Bilgiyi kullanarak
- 1) Bisiklet geleneklerini anlatan metinde "Bisiklet, tarihiyle yaşayan" ile başlayıp "sokup kariyerlerini bitirir." ile biten bölümü hiç değiştirmeden döndürün.
- 2) Bisiklet geleneklerini anlatan metne göre aşağıdaki soruları yanıtlayın.
(a) Belçika'da bir zamanların en popüler söylemi neydi?
(b) Sonraki yıllarda benzetmelerin öznesi olan iki efsane kimdir?
(c) Etiketlerin baskı altına soktuğu gençler kaç yaşındadır?

Seçilmiş bölüm
* * *

Bisiklet, tarihiyle yaşayan bir spor. Her spor gibi gelenekleri arasında patlama yapan genç yeteneklerden bazılarını “Yeni X” olarak isimlendirmek var. Mesela “Yeni Merckx”, Belçika’da bir zamanların en popüler söylemiydi. 1970’lerden itibaren Belçika’da kendini gösteren her yetenek, en az bir kere bisiklet tarihinin en büyük yıldızı Eddy Merckx’e benzetilmiştir. Sadece o da değil, sonraki yıllarda Roger de Vlaeminck ve Johan Museeuw gibi efsaneler de bu benzetmelerin öznesi olur. Bu etiketler, bir noktadan sonra, omuzlarda ağırlık yaratır, 22-23 yaşındaki gençleri asla hayâl edemeyecekleri baskılar altına sokup kariyerlerini bitirir.

* * *

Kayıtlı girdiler
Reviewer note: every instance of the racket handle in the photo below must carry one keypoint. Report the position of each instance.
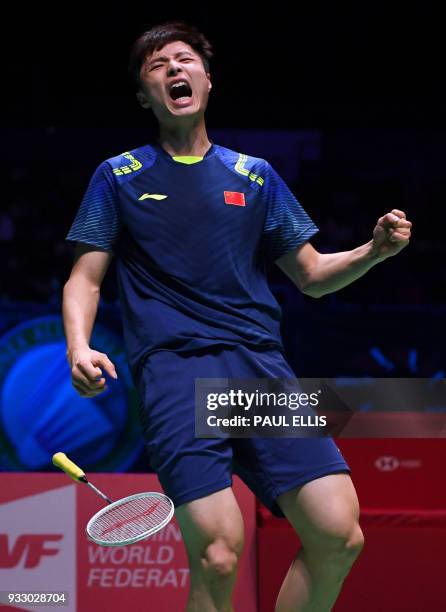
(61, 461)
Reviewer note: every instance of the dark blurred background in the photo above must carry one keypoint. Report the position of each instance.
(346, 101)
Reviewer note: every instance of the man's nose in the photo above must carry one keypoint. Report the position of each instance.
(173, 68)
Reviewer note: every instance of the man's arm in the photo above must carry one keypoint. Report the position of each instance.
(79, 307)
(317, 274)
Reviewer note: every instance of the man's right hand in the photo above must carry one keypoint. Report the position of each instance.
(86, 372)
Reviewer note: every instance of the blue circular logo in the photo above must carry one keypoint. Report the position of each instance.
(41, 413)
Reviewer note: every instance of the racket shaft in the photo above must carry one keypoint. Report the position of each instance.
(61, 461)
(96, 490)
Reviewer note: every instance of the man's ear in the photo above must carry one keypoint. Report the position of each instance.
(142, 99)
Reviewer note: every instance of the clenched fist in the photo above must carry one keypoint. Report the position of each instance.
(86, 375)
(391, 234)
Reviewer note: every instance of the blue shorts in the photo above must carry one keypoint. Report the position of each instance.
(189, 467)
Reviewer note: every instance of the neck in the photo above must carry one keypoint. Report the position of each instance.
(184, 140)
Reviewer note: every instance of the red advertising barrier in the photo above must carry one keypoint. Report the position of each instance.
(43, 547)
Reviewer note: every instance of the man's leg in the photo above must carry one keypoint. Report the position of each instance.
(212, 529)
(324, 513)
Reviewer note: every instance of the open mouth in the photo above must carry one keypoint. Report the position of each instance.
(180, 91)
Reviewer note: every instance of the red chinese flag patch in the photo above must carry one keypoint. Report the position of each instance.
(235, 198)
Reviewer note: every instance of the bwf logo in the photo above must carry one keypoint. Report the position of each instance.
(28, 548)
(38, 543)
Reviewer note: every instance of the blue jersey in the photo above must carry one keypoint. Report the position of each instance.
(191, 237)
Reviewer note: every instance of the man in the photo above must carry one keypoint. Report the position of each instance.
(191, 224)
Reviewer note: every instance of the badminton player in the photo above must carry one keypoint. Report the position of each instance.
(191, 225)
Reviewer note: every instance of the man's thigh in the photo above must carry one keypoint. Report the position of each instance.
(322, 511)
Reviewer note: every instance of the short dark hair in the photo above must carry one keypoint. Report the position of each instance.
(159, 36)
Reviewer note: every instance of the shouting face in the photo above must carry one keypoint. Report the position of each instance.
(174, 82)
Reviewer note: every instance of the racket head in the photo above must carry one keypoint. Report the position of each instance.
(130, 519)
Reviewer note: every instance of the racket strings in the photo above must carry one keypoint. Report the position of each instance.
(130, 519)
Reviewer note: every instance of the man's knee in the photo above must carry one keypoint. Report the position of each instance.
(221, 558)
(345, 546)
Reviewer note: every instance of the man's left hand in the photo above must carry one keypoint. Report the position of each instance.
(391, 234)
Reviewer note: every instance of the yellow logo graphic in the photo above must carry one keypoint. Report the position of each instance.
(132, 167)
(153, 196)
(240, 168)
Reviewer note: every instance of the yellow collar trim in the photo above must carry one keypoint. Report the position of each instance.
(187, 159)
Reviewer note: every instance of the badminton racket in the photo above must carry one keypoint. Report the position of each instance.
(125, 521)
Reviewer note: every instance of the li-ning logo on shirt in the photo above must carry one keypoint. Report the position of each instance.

* * *

Görev çözümleri
- 1)
Bisiklet, tarihiyle yaşayan bir spor. Her spor gibi gelenekleri arasında patlama yapan genç yeteneklerden bazılarını “Yeni X” olarak isimlendirmek var. Mesela “Yeni Merckx”, Belçika’da bir zamanların en popüler söylemiydi. 1970’lerden itibaren Belçika’da kendini gösteren her yetenek, en az bir kere bisiklet tarihinin en büyük yıldızı Eddy Merckx’e benzetilmiştir. Sadece o da değil, sonraki yıllarda Roger de Vlaeminck ve Johan Museeuw gibi efsaneler de bu benzetmelerin öznesi olur. Bu etiketler, bir noktadan sonra, omuzlarda ağırlık yaratır, 22-23 yaşındaki gençleri asla hayâl edemeyecekleri baskılar altına sokup kariyerlerini bitirir.

- 2)
(a) "Yeni Merckx"
(b) Roger de Vlaeminck ve Johan Museeuw
(c) 22-23 yaşındadır.